# Stated problem 1
Transcribe the spatial cross-validation tutorial, everything from "Which gives us" down to "range is small.".
# Stated problem 2
Write the next part of the spatial cross-validation tutorial, picking up after its final line.

# Article

= = = = =

Note that you can also plot individual folds:

plot(rsmp_nonspatial, task_zinc, fold = 1)

Now run the resampler:

rr_nonspatial = resample(task_zinc, lrn_rf, rsmp_nonspatial)

Which gives us an RMSE of approximately 0.41:

rr_nonspatial$aggregate(msr_rmse)
## regr.rmse 
## 0.4038076

Block cross-validation

We’ll now set up a block cross-validation approach (spcv_block). This divides the region into a set of blocks, with their size defined by the range argument. Note that a fold may be comprised of several blocks if the range is small.

rsmp_block <- rsmp("spcv_block", folds = 5, range = 500)
plot(rsmp_block, task_zinc)
## Warning in rasterNet(speciesData, resolution = theRange, xbin = cols, ybin =
## rows, : The input layer has no CRS defined. Based on the extent of the input map
## it is assumed to have a projected reference system

rr_block = resample(task_zinc, lrn_rf, rsmp_block)
## Warning in rasterNet(speciesData, resolution = theRange, xbin = cols, ybin =
## rows, : The input layer has no CRS defined. Based on the extent of the input map
## it is assumed to have a projected reference system
rr_block$aggregate(msr_rmse)
## regr.rmse 
## 0.4172061

This results is a slight increase in RMSE (you may not even see that). To check this, we need a better definition of the range. Valavi et al. (2018) suggest that this should larger than the autocorrelation of the data. Earlier on in the lab, we plotted the variogram of these data, which suggested that the range is around 1000m, so let’s re-run our evaluation with this:

rsmp_block <- rsmp("spcv_block", folds = 5, range = 1000)
rr_block = resample(task_zinc, lrn_rf, rsmp_block)
## Warning in rasterNet(speciesData, resolution = theRange, xbin = cols, ybin =
## rows, : The input layer has no CRS defined. Based on the extent of the input map
## it is assumed to have a projected reference system
rr_block$aggregate(msr_rmse)

= = = = =

# Information shown
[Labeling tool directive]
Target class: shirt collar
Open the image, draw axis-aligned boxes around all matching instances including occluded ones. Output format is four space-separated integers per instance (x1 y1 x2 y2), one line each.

= = = = =

# Exercise result 1
Which gives us an RMSE of approximately 0.41:

rr_nonspatial$aggregate(msr_rmse)
## regr.rmse 
## 0.4038076

Block cross-validation

We’ll now set up a block cross-validation approach (spcv_block). This divides the region into a set of blocks, with their size defined by the range argument. Note that a fold may be comprised of several blocks if the range is small.

# Exercise result 2
## regr.rmse 
## 0.4322154

This results in an increase in the RMSE to around 0.434, suggesting that this initial random sampling did in fact underestimate the model error.

Spatial \(k\)-means

An alternative approach uses a \(k\)-means clustering of the locations to form the spatial folds. This is implemented using spcv_coords:

rsmp_cluster <- rsmp("spcv_coords", folds = 5)
plot(rsmp_cluster, task_zinc)

rr_cluster = resample(task_zinc, lrn_rf, rsmp_cluster)
rr_cluster$aggregate(msr_rmse)
## regr.rmse 
## 0.4385729

Other methods

mlr3 has several other methods for spatial cross-validation, including methods to include buffers between points (to ensure independence) and methods that form folds based on some background environmental variable (e.g. elevation or soil class). More information on these can be found here: https://mlr3spatiotempcv.mlr-org.com/

Incorporating spatial information in machine learning models

When spatial dependency exists in a variable, this can be incorporated in machine learning models to try and improve their predictive skill. Here, we’ll look at a simple approach that includes the coordinates as covariates, as well as a more complex method that uses a post-hoc adjustment of the model predictions.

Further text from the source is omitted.